> _ЗАДАНИЯ ДЛЯ ВЫПОЛНЕНИЯ_
[A] Перескажите в виде краткого списка абзац текста о философии религии Франка и Флоренского, который начинается словами «Второй параграф», и сохраните его основные факты.
[B] Извлеките из записей все строки, где встречается слово «point».

> _ТЕКСТ ДЛЯ ЧТЕНИЯ_
::::

Первый параграф, «Философия религии раннего С.Л. Франка» посвящен рассмотрению элементов философии религии главным образом в раннем (т.е. дореволюционном) творчестве мыслителя. В трех подпунктах этого параграфа рассматривается, во-первых, сложившаяся под влиянием философии Ницше и неокантианства позиция раннего Франка, религиозного индивидуалиста и критика традиционной религиозности, для которого философия религии была лишь частью общего замысла философии культуры, и намечаются основные пути, по которым шло изменение этой позиции (главным образом, по сборнику «Философия и культура»(1910)). Следующий шаг — рассмотрение того, как первоначально применялась Франком к проблемам философии религии разрабатываемая им с 1910-х годов концепция «живого знания», с помощью которой философом делается попытка преодолеть свой собственный индивидуализм и создать концепцию религии, оправдывающую важнейшие элементы традиционной религиозности: миф, догмат, ритуал (культ), — переосмысляя их таким образом, чтобы не подпадать под ее ницшеанскую критику (статьи о Шлейермахере и Джемсе). В третьем подпункте указывается место, которое в конце концов заняла философия религии в системе, созданной философом в зрелые годы, когда на первый план в его творчестве выходят концепции всеединства и богочеловечества. Попутно выясняется ложность распространенного представления о «плененности» Франка концепцией всеединства, которая в действительности оказывается не некритично принимаемой предпосылкой его мышления, а результатом длительной философской эволюции.

Второй параграф, «Феноменология, герменевтика и диалектика в теодицее и антроподицее о. П. Флоренского», посвящен анализу философии религии одного из наиболее значительных представителей церковно-ориентированного направления. Он так же состоит из трех подпунктов. Первоначально автор останавливается на формировании методологических принципов и общего подхода Флоренского к религиозной проблематике в работах начала XX века, затем — на применении этих принципов в первой большой работе мыслителя «Столп и утверждение Истины», и наконец, на их реализации в цикле лекций по «Философии культа». При этом вопрос о вкладе о. Павла в православное богословие, равно как и часто обсуждаемый на крайне поверхностном уровне и в негативном ключе вопрос о его личной «церковности», выносится за рамки данной работы.

Рассмотрение идей Флоренского в данной работе позволяет сделать следующие выводы:

Флоренскому в ранних работах удалось, опираясь на разработки своих предшественников: В.С. Соловьева, Л.М. Лопатина, кн. С.Н. Трубецкого, — разработать вполне оригинальную систему методов и подходов к изучению религиозной проблематики, близкую к методологическим концепциям философской феноменологии, феноменологии религии и философской герменевтики, которая в дальнейшем успешно применялась им при анализе различных форм религиозного сознания прошлого и современности, рассмотрении истории религии в целом.

::::

> _ИСХОДНЫЕ МАТЕРИАЛЫ_

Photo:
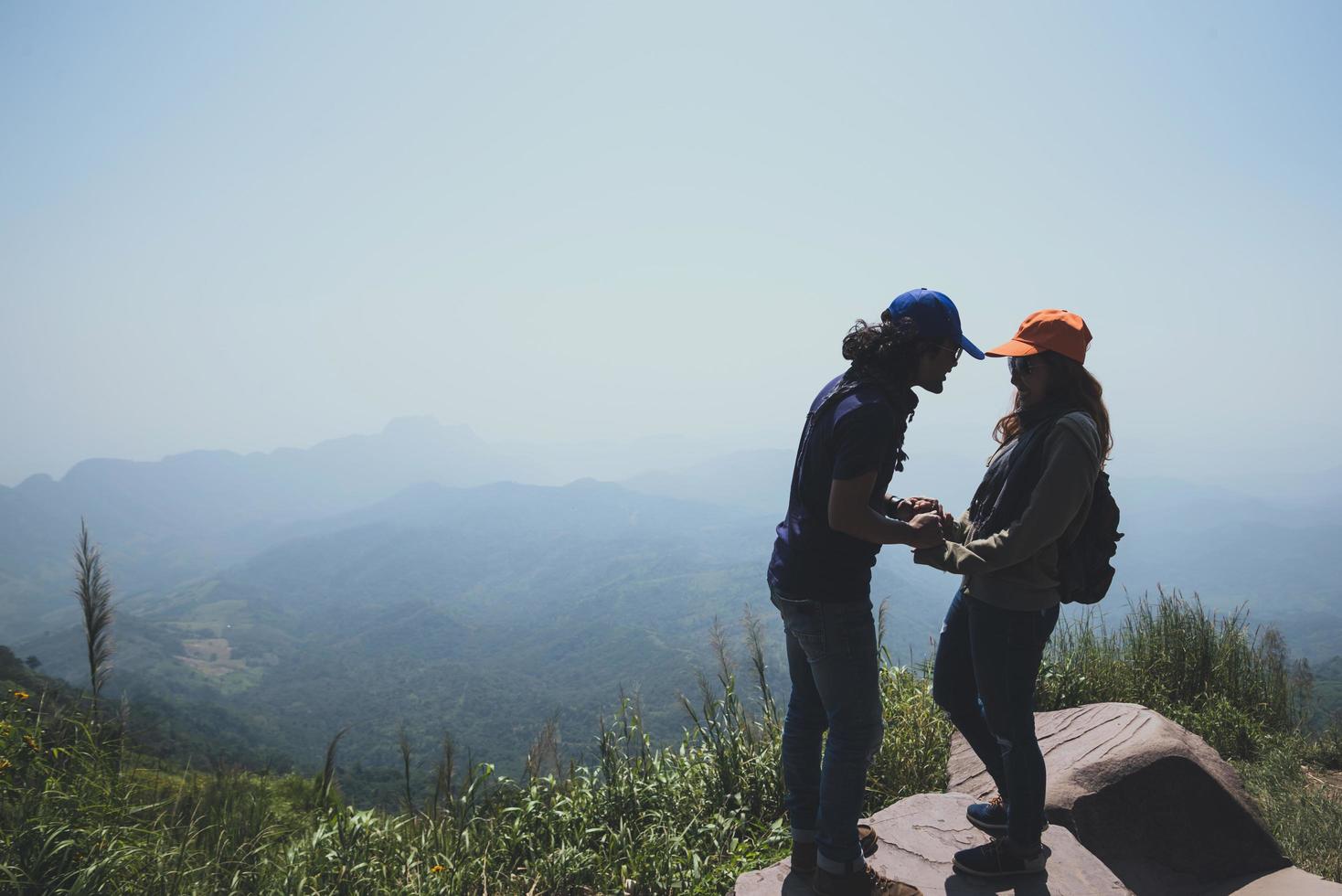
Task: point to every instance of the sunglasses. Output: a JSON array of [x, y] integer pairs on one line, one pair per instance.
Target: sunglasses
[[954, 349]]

::::

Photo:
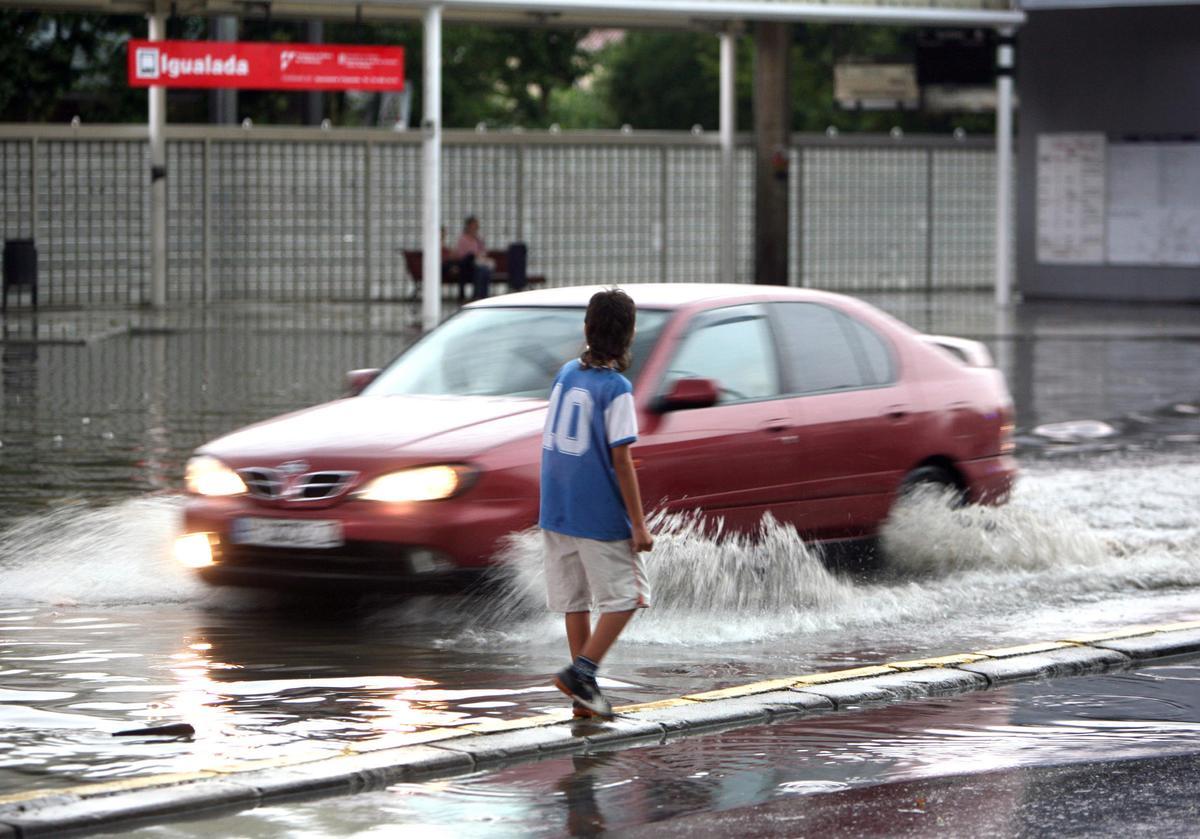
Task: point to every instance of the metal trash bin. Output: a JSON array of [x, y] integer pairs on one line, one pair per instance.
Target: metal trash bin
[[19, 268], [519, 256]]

::::

> _ПОЛНЫЕ ОТВЕТЫ_
[A]
- Тема второго параграфа, «Феноменология, герменевтика и диалектика в теодицее и антроподицее о. П. Флоренского»: философия религии одного из наиболее значительных представителей церковно-ориентированного направления.
- Параграф состоит из трех подпунктов:
  - формирование методологических принципов и общего подхода Флоренского к религиозной проблематике в работах начала XX века;
  - применение этих принципов в первой большой работе мыслителя «Столп и утверждение Истины»;
  - реализация этих принципов в цикле лекций по «Философии культа».
- За рамки работы вынесены два вопроса: вклад о. Павла в православное богословие и его личная «церковность», которую часто обсуждают поверхностно и в негативном ключе.

[B]
Task: point to every instance of the sunglasses. Output: a JSON array of [x, y] integer pairs on one line, one pair per instance.
Task: point to every instance of the metal trash bin. Output: a JSON array of [x, y] integer pairs on one line, one pair per instance.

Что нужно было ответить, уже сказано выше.